### Document segment
----------------

FORT DRUM, N.Y. (April 4, 2019) -- The 91st Military Police Battalion's Boxing Academy concluded April 4 with an exhibition of sorts as the boxers were cheered by dozens of their peers during their final evaluations.

The 10-session training clinic was led by Lt. Col. Scott Blanchard, 91st MP Battalion commander, and assisted by Capt. Erin Kocher, battalion S2. Blanchard was previously a boxing and combatives instructor in the Department of Physical Education at the U.S. Military Academy at West Point. Kocher, a West Point Class of 2014 graduate, was a member of the academy's Women's Boxing Team.

Blanchard said that the course was designed for beginners and that his intent was to strengthen the Soldiers' warrior ethos.

"The first time in life you get punched in the face shouldn't be when you learn to defend yourself," Blanchard said. "We teach that when you get punched in the face, you get back up and keep going. You fight through your challenges, and that's an important skill to learn."

At each session, Soldiers paired up with one another to practice boxing fundamentals through sparring. They learned basic punches - the jab, hook, cross and uppercut - defensive movements and boxing strategies.

"This was not about hitting the heavy bags, because bags don't hit back," Blanchard said. "They learned by hitting each other because that's the only way to get the right level of experience. You swim, you're going to get wet - you box, you're going to get punched in the face, and so it's just something you have to get through."

But before the Soldiers traded punches Blanchard made sure they knew how to throw them, and he emphasized safety throughout.

"This was definitely not a free-for-all," he said. "It's very structured training, because you want to minimize the risk of concussion. That's also why we have a medic in the room at all times. A jab can stun you a little bit, but a cross can knock you out."

Sgt. 1st Class Eamonn McDonough, operations noncommissioned officer in charge, never had boxed before but he had combatives training before joining the boxing academy.

"I love working out, so that's my main reason for doing this," he said. "But the things we learned from Lt. Col. Blanchard and Capt. Kocher, who are so well-versed in boxing, was a great opportunity."

McDonough said that two or three 30-second sparring sessions can be surprisingly fatiguing.

"It's definitely a cardio workout, with all the movement and throwing punches," he said. "You don't realize how tired you can get very quickly, or how much you use those smaller muscles to throw punches."

In addition to just being a great workout, McDonough said that the boxing academy teaches resiliency.

----------------

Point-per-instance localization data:
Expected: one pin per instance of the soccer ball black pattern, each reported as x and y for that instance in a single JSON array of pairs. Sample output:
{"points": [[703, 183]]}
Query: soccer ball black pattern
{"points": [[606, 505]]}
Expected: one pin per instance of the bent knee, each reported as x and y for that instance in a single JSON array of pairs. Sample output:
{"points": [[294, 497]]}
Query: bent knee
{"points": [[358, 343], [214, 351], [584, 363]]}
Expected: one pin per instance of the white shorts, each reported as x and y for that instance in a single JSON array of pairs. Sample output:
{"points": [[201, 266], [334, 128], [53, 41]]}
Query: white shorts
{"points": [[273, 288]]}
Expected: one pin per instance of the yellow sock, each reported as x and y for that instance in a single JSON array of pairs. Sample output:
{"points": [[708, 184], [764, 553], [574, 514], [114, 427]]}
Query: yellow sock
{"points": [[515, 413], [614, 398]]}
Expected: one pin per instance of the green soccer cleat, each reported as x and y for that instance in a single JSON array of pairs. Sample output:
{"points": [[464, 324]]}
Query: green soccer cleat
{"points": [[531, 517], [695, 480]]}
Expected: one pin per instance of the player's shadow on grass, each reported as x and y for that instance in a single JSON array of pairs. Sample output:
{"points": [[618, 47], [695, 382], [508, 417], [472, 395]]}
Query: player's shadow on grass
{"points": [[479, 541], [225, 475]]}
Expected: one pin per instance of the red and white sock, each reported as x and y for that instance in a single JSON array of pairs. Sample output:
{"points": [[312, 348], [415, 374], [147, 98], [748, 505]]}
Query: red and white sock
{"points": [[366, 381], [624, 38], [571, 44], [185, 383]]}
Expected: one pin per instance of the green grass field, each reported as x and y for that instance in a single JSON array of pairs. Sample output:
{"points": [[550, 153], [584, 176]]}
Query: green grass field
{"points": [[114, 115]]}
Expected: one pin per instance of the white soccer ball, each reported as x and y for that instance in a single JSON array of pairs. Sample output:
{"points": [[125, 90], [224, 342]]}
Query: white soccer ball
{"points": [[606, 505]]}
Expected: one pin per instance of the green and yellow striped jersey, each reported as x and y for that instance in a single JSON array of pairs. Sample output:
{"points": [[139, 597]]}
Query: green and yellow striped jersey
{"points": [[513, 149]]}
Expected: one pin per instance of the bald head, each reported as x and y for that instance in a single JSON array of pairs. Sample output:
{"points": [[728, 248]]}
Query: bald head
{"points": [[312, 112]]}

----------------

### Problem to solve
Rewrite the boxing academy article between "Blanchard said that" and "and boxing strategies.", inclusive, using "boxing basics" in place of "boxing fundamentals".

### Exercise response
Blanchard said that the course was designed for beginners and that his intent was to strengthen the Soldiers' warrior ethos.

"The first time in life you get punched in the face shouldn't be when you learn to defend yourself," Blanchard said. "We teach that when you get punched in the face, you get back up and keep going. You fight through your challenges, and that's an important skill to learn."

At each session, Soldiers paired up with one another to practice boxing basics through sparring. They learned basic punches - the jab, hook, cross and uppercut - defensive movements and boxing strategies.